- _EXERCISE DETAILS_: Make an exact copy of the records, and keep the pictures out of it.

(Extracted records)
▬▬▬▬▬▬

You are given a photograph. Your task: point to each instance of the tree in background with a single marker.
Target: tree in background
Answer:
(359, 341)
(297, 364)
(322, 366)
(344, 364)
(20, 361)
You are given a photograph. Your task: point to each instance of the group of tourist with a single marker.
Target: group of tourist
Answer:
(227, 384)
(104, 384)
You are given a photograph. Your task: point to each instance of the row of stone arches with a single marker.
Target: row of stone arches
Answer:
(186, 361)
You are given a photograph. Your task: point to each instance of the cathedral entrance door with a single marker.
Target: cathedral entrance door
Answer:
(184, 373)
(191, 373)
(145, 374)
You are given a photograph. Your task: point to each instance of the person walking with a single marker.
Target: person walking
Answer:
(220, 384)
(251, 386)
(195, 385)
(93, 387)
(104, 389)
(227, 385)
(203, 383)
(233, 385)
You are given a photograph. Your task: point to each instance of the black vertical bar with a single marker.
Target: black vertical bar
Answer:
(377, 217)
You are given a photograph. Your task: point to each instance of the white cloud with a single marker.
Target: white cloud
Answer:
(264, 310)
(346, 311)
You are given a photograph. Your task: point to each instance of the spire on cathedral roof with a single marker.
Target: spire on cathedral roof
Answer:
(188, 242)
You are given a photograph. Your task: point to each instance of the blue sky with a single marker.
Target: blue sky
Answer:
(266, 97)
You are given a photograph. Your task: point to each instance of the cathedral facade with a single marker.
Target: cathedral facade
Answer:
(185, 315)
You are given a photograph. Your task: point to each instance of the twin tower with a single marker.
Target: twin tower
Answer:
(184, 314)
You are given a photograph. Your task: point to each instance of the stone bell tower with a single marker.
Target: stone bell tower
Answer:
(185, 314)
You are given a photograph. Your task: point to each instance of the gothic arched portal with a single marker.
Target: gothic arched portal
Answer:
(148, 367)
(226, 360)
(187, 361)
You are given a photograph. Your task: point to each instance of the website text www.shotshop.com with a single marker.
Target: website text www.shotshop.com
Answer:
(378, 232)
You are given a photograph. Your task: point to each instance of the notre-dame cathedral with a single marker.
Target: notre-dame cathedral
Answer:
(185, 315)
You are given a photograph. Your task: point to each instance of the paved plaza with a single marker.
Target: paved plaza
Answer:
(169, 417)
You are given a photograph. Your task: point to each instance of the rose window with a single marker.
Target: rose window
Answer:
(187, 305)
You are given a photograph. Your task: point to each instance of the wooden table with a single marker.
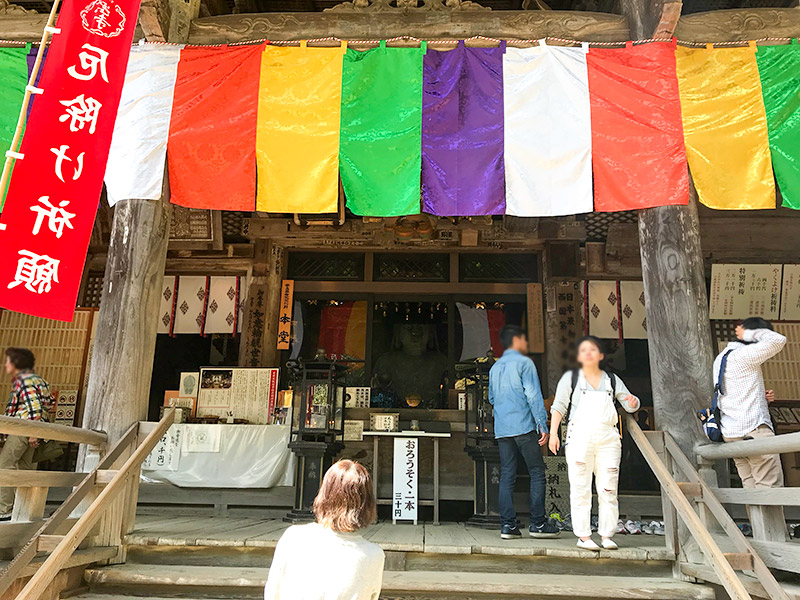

▬▬▬▬▬▬

- _RESULT OF THE TASK_:
You are given a photograph. Your task: point to each instance of the tree in background with a single marker.
Target: tree in background
Answer:
(359, 341)
(297, 364)
(322, 366)
(344, 364)
(20, 361)
You are given a photograph. Your task: point to each instance of the group of tourist with a single marker.
Target: group of tourist
Answer:
(227, 384)
(104, 384)
You are given a photograph. Your task: point to each instance of the row of stone arches with a single marker.
Target: row of stone arches
Answer:
(186, 361)
You are given a photograph. Your task: point to each instance of the cathedral entrance door with a single marker.
Target: cathedral entrance door
Answer:
(184, 373)
(191, 373)
(145, 374)
You are given a photograph. Your task: point to each instance of the person walking with a single marker.
Target: person walking
Answer:
(220, 384)
(251, 386)
(195, 385)
(93, 387)
(104, 389)
(227, 385)
(203, 383)
(233, 385)
You are given a photograph. Your task: point to each instance of the black vertical bar with a single marker.
Target: black vertical bar
Answer:
(377, 217)
You are given a photograph. Your task: point to each instance of the white cloud with a single marker.
Target: white cloud
Answer:
(264, 310)
(346, 311)
You are given a photograph. Your task: point to each instance of the spire on cathedral roof with a single marker.
Target: spire on cathedral roof
Answer:
(188, 242)
You are given a photograph. Your task: point to each instance of the blue sky with a single marker.
Target: blue sky
Answer:
(266, 97)
You are given a photograph. Your task: point to each instance of the cathedral facade with a single marker.
Target: cathedral facade
Answer:
(185, 315)
You are given a photograph. Your task: point to each instance of the twin tower with a single marker.
Target: twin tower
Answer:
(184, 314)
You are given a photograph. Your task: point to each instance of the stone bell tower with a single marker.
Target: stone bell tower
Answer:
(185, 314)
You are given a photograph. Your task: point to each instance of the gothic arched portal with a single marker.
Target: gothic arched portal
Answer:
(148, 367)
(226, 360)
(187, 361)
You are given a photograph. Your task: point to each instance of the website text www.shotshop.com with a single marker.
Target: website text www.shotshop.com
Answer:
(378, 232)
You are given a photograph. Your task: point to each instance of the notre-dame cathedral with a single marker.
Target: notre-dame cathedral
Answer:
(185, 315)
You are given a photograph. Your task: point to each instance of the paved plaza with a single marker.
Target: paved plaza
Answer:
(169, 417)
You are given a photograph. Your task: point to each instance of the rose window with a single marker.
Target: rose window
Answer:
(187, 305)
You are given a photograph. Your task: point to each instance of the wooden table with a single marker.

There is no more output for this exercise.